In the perfect field jacket, style and practicality are two sides of the same coin. As you’d expect from a garment with military origins, the initial priorities were movement, flexibility, storage, and all-weather comfort. From those utilitarian goals a family of jackets emerged that were tough yet restrained, deeply practical but without the finicky details of modern outdoor gear.
Contemporary field jackets inherit this legacy of practical yet elegant design. But this also sets a high bar: it’s not enough to have four pockets and a stand-up collar. You need to have all the substance of the old jackets, and enough subtle innovation to justify remaking a classic.
Images by Alex Natt | Words by Alex Freeling
An obsession with materials and manufacturing explains why Ten c offers some of the best modern outerwear today. The brand has spent a decade focused on military-derived outdoor gear, developing unique fabrics and a distinctive worn-in style along the way. The label is steered by creative directors Paul Harvey and Alessandro Pungetti. Harvey cut his teeth at Italian luxury streetwear label Stone Island, while Pungetti was working at sister brand C.P. Company. Both come from the stable of legendary designer and innovator Massimo Osti, famed for developing and popularising garment dyeing, a technically challenging process where clothes are coloured after they are made, creating a dappled, broken-in effect.

A run of records:
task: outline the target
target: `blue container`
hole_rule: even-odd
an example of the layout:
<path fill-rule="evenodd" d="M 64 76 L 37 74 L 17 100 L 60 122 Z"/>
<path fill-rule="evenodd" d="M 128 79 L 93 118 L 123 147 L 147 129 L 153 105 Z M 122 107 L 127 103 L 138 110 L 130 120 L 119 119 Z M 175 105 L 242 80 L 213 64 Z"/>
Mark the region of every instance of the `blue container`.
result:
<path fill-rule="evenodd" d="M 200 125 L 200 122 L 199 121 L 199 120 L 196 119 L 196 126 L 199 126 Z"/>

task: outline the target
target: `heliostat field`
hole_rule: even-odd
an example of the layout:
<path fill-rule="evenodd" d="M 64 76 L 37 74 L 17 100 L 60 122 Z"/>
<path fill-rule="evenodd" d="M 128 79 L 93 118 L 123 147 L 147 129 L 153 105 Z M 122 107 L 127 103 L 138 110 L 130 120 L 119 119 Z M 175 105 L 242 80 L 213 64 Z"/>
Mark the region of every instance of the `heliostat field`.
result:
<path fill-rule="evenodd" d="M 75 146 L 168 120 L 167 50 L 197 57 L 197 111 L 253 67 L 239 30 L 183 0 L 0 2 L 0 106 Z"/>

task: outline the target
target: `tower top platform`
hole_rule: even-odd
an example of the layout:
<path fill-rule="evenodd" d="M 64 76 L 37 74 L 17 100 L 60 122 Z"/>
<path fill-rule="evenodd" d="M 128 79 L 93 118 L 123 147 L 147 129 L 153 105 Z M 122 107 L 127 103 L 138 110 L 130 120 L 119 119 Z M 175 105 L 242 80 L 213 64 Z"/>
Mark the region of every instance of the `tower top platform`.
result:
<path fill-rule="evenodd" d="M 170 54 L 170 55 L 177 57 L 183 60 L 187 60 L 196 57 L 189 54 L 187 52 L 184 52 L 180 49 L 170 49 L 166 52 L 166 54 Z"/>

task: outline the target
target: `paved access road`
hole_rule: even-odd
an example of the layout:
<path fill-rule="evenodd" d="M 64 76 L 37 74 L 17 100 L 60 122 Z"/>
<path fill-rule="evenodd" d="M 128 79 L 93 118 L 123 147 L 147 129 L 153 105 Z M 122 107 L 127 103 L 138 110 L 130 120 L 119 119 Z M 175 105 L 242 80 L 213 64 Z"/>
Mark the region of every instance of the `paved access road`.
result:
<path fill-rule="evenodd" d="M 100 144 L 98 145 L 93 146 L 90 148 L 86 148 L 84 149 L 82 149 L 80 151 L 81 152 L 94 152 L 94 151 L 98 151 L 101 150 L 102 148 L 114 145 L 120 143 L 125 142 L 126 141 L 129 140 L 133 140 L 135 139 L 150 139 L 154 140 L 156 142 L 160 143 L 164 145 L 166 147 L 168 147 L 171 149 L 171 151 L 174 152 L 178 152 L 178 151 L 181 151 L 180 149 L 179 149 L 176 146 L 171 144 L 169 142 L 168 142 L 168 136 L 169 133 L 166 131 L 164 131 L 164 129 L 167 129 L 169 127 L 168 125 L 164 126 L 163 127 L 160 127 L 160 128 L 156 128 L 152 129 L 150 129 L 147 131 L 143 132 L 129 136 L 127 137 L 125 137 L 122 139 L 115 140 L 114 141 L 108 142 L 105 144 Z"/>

= Given problem 1 =
Copy from the field jacket text the passage that begins with the words containing "Contemporary field jackets" and ends with "remaking a classic.".
= Given problem 2 =
Answer these questions using the field jacket text:
(a) Which creative director worked at Stone Island?
(b) For how long has Ten c focused on military-derived outdoor gear?
(c) Who took the images?
= Given problem 3 =
Go on with the field jacket text, picking up after its final sentence.

= Written reply 1 =
Contemporary field jackets inherit this legacy of practical yet elegant design. But this also sets a high bar: it’s not enough to have four pockets and a stand-up collar. You need to have all the substance of the old jackets, and enough subtle innovation to justify remaking a classic.

= Written reply 2 =
(a) Paul Harvey
(b) A decade
(c) Alex Natt

= Written reply 3 =
Harvey and Pungetti combine the technical know-how and ambition of their previous brands with a heavy dose of stylistic restraint: Ten c garments are more classic in sensibility, letting fabric and silhouette do the talking rather than logos. The result is a combination of British and Italian design instincts: the stress on tradition, endurance, and discretion that can be seen in sober British countrywear, and the love of technical innovation, comfort, and fun that has made Italian design famous across the world.
This season Trunk presents Ten C’s take on the field jacket. It’s derived from the US Army M-65, a shorter and more modern cut that’s closer to a bomber jacket than the older mid-length M-43. All the essential features are here: four generous front pockets, two on the chest and two on the hips; a front zip concealed under a press stud closure; drawstring waist cinch; and a concealed hood zipped into the collar.
The Ten C model adds scrupulous attention to materials and design. It’s made in an exclusive Japanese technical fabric that’s knitted, rather than woven, for density and protection from the elements, combined with top-of-the-line hardware. Details such as the overlapping bellows construction at the underarm give extra mobility, while meticulous overstitching and reinforcement provide longevity and an understated design accent.
As you’d expect from its pedigree, Ten C’s field jacket is garment dyed. With technical fabrics, the process is much more challenging than with cottons, but the payoff is a product that’s immediately softened and given a depth of colour that brings out edge stitching and seams with subtle faded patterns. It’s a marriage of high-performance technical nylon jersey with a character closer to denim: rugged, broken-in, and built to age gracefully.
Offered in tan and olive, the jacket is a versatile option for three seasons of casual occasions, pairing with anything from chinos and a casual shirt in spring through to denim and sweaters in autumn. The refined and balanced design is perfect for a relaxed city weekend, but comes with the endurance and technical heft that prove its worth in an unexpected storm, or serious country hike, year after year.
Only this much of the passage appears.